> _EXCERPTED RECORDS_:
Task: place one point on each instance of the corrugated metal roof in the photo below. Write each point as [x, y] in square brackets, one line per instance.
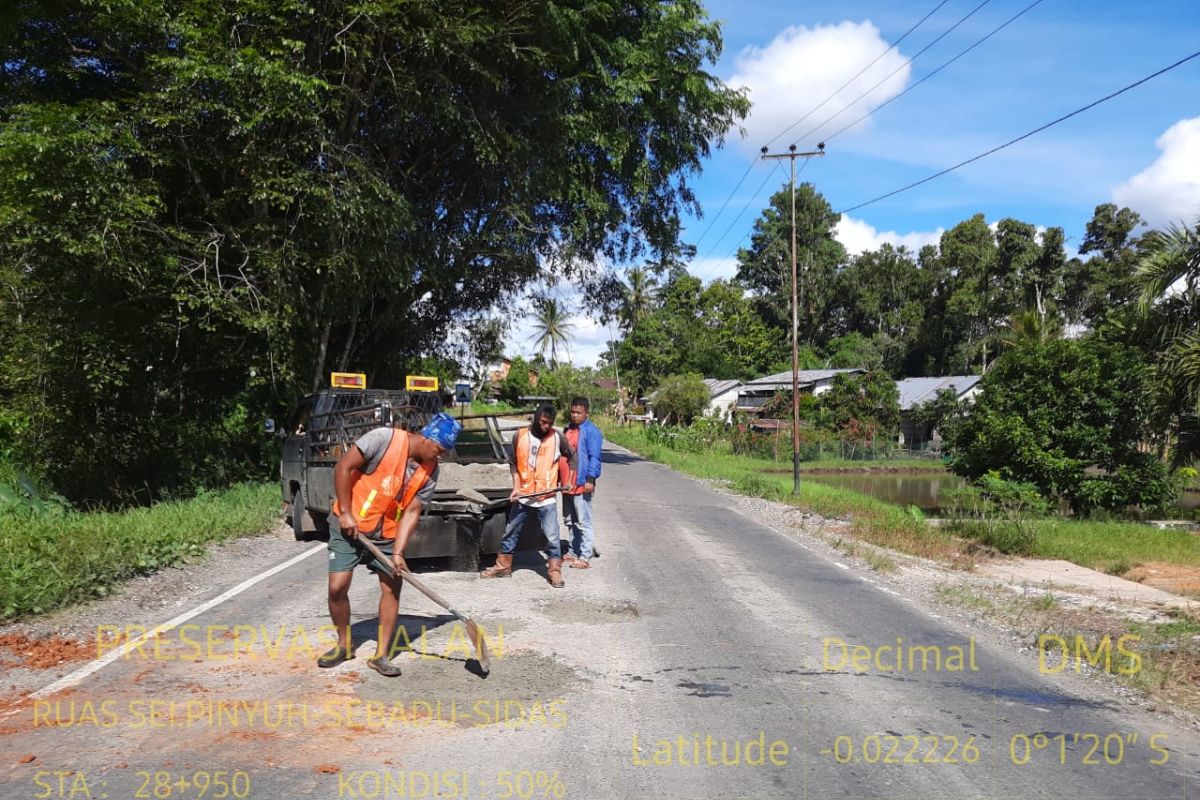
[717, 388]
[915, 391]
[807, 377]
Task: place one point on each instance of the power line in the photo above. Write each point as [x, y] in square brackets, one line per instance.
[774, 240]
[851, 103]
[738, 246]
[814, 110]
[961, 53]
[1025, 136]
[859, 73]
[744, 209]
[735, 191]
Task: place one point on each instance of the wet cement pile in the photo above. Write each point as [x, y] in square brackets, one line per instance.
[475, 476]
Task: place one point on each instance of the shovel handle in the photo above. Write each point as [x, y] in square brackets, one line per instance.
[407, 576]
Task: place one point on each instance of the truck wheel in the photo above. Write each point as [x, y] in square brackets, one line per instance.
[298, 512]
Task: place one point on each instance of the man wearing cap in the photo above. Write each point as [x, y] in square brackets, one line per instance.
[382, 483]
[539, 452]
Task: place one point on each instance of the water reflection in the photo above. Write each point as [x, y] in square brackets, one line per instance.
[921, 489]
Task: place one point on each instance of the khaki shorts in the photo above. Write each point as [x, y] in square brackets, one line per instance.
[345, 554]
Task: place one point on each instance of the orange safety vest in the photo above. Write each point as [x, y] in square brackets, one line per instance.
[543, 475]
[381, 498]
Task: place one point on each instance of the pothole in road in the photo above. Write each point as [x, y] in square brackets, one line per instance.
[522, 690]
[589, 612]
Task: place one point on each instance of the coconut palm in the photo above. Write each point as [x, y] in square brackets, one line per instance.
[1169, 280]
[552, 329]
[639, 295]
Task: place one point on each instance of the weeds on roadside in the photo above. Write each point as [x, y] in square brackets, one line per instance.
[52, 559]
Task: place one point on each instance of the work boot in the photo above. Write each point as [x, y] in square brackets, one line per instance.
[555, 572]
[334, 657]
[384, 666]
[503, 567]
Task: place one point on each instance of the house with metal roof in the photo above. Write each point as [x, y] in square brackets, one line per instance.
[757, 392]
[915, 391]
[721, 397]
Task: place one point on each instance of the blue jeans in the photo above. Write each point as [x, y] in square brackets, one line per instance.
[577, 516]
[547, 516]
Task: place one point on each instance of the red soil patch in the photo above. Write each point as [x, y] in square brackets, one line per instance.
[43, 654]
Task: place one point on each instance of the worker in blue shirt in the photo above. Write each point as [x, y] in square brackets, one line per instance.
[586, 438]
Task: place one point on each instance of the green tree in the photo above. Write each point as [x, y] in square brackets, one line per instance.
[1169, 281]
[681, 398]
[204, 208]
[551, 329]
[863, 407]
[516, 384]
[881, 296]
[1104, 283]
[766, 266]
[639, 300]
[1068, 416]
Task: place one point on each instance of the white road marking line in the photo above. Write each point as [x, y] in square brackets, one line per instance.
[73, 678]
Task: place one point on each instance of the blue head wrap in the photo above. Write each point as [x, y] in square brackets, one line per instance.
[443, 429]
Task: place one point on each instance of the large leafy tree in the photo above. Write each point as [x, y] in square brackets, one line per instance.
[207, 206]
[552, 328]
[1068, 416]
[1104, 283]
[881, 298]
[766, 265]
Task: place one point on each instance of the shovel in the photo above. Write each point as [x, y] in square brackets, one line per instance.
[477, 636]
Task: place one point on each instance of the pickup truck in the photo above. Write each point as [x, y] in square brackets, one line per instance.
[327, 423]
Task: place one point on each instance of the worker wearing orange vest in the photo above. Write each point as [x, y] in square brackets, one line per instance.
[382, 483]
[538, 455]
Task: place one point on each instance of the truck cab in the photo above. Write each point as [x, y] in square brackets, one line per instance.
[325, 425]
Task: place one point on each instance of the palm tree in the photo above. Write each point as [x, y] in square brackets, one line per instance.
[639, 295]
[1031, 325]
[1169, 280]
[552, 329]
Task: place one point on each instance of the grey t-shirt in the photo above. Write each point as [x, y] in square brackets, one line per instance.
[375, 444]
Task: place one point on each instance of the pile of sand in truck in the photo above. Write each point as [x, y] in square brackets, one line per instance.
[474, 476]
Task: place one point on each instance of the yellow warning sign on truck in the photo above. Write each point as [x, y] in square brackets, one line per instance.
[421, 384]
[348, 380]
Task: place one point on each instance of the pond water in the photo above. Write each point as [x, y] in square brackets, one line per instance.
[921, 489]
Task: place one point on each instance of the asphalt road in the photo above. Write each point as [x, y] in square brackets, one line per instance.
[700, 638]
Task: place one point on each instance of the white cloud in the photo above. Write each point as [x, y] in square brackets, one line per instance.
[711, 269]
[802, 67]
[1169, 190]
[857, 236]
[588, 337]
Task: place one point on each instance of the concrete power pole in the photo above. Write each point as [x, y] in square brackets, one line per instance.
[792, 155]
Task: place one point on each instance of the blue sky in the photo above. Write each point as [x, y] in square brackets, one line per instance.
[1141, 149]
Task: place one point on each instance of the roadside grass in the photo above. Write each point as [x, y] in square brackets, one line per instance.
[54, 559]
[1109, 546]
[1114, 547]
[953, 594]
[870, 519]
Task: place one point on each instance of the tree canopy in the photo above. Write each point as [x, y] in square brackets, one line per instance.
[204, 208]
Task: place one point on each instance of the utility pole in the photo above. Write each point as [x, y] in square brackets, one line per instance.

> _PROBLEM TO SOLVE_:
Copy out all of the lines above word for word, leaving the pictures out.

> _EXERCISE RESPONSE_:
Task: place one point on each instance of the corrugated metal roof in the photo below. Write each point as [x, y] in square brackets, one line per instance.
[717, 388]
[915, 391]
[807, 377]
Task: place one point on each instance of the power line in the photo above. Write each point as [x, y] in square brackets, one line per instance.
[774, 240]
[851, 103]
[738, 246]
[814, 110]
[961, 53]
[1025, 136]
[859, 73]
[744, 209]
[735, 191]
Task: place one point on each instance of the wet cement pile in the photo above. Write each point as [x, y] in square brackets, one line per instance.
[475, 476]
Task: place one point on each instance of the shovel handle in the photo above. Write each point as [x, y] in square brackets, one line per instance.
[407, 576]
Task: place one point on each instance of the truck wheel in the photo above. Write each point as [x, y] in square brackets, one line per instance.
[298, 512]
Task: place one point on each instance of the man wearing cap in the photo above. Write each point as [x, y] in square brackets, one line per instance.
[382, 483]
[539, 452]
Task: place one point on each instance of the water reflection in the photo above. Write each point as [x, y] in square brackets, one line per instance.
[921, 489]
Task: place one point on each instance of the khaki shorts in the photo above. Write each point as [x, y] in square brackets, one line per instance.
[345, 554]
Task: place one point on each instance of the orange safety vest in the photo above. Write each point as [x, y] in square brackets, one line per instance.
[543, 475]
[381, 498]
Task: place one point on each instance of the pothole in road in the photo above. Write each point as [x, y] in square brackets, one line per instance.
[522, 690]
[589, 612]
Task: place one point on each instance of the coconut palm in the photo above. Write each point as [x, y] in square brackets, one line per instance.
[1169, 280]
[552, 329]
[639, 295]
Task: place one point on each instance of the weeds on roadside in the photo above. Write each point as [x, y] in square brackets, one line per instance.
[52, 559]
Task: place one point on each instance of the work boot in the photo above. Write each point as [x, y] in square brackets, one line per instance.
[555, 572]
[334, 657]
[384, 666]
[503, 567]
Task: place one point on each instance of the house with metal roof in the photo above. Write each point as [x, y] in square brackets, one line per instance.
[757, 392]
[915, 391]
[721, 397]
Task: place one point on each instance of the blue jeans in the photo above. Write each point as [x, y] in square brackets, one line per instance.
[577, 516]
[547, 516]
Task: place one point on each instance of the red soil patch in the photo above. Write each point as [x, y] in square brackets, one line per instance.
[43, 654]
Task: place one point on each instance of the worker in blue shirt in the photo above. Write each point as [x, y] in square brackets, one line per instance.
[586, 438]
Task: place one point on each instance of the green tree in the photo above. Write each point as [x, y] in square brackets, one line per instance.
[1169, 281]
[681, 398]
[204, 208]
[551, 329]
[863, 407]
[516, 384]
[881, 296]
[1104, 283]
[766, 266]
[639, 300]
[1068, 416]
Task: place one point on each instance of the white road marking line in the photo above. Write each point as [x, y] in square brackets, one line per instance.
[73, 678]
Task: place one point on each instance of the blue head wrap in the photo above. Write each point as [x, y] in square brackets, one line per instance.
[443, 429]
Task: place one point on each instance of the large leafy tree in the photo above. Write each point as [x, y] in square brackets, one line per instance.
[207, 206]
[552, 328]
[1068, 416]
[1104, 283]
[881, 298]
[766, 265]
Task: place one point on each instance of the shovel in the photo above. Write each point as [x, y] in square brackets, one line per instance.
[477, 636]
Task: place one point on each instance of the pickup truck in the photo above. Write each point as [x, y] in square brackets, one line per instance.
[327, 423]
Task: place one point on each instance of the worker wearing orange vest in the photo above. Write each point as [x, y] in square brackets, one line per instance.
[382, 483]
[538, 455]
Task: place one point on each instance of the truck cab in the photo above. Write each point as [x, y] in square brackets, one line per instance.
[325, 425]
Task: place one point on each instance of the palm tree in the photo above. Write each point as [x, y] in square brackets, one line per instance.
[639, 295]
[1031, 325]
[1169, 280]
[552, 329]
Task: place one point on each instance of the grey t-shirt in the photo above. Write each point as [x, y] in square brackets, one line per instance.
[375, 444]
Task: place one point on each instance of the pile of sand in truck in the photo above. Write each point as [x, y] in square brackets, one line per instance.
[474, 476]
Task: place one point on each instance of the yellow warning sign on truck in the photo above. Write each point as [x, y] in square brackets, one line per instance.
[421, 384]
[348, 380]
Task: place one point on each instance of the pond water in the photo above. Write each point as [x, y] in square brackets, one line per instance.
[921, 489]
Task: place one point on each instance of the asphalt road in the photo above. Write each point as [x, y] in square brackets, one line per instance.
[700, 638]
Task: place one point on each instance of the white cloud in the photo above. Write each point as [x, y] in square brackets, one line per instance.
[711, 269]
[802, 67]
[1169, 190]
[857, 236]
[588, 337]
Task: place one point on each instance of the concrete power pole in the photo above. Write each point as [x, y] in square brackets, one line per instance.
[792, 155]
Task: place one point on each instance of the blue sky in the photo above. Write each point as [x, y] in square brackets, one line per instance.
[1141, 149]
Task: place one point on each instance of the roadside grass in the photo above. Write each point as [x, y] in square brackets, one line per instance.
[54, 559]
[1109, 546]
[1114, 547]
[953, 594]
[870, 519]
Task: place one point on each instance of the tree canopy in the photo above. Write each point as [x, y] in square brackets, one line per instance.
[204, 208]
Task: place one point on each instance of the utility pole in the photo above. Write each point as [x, y] in square brackets, one line per instance.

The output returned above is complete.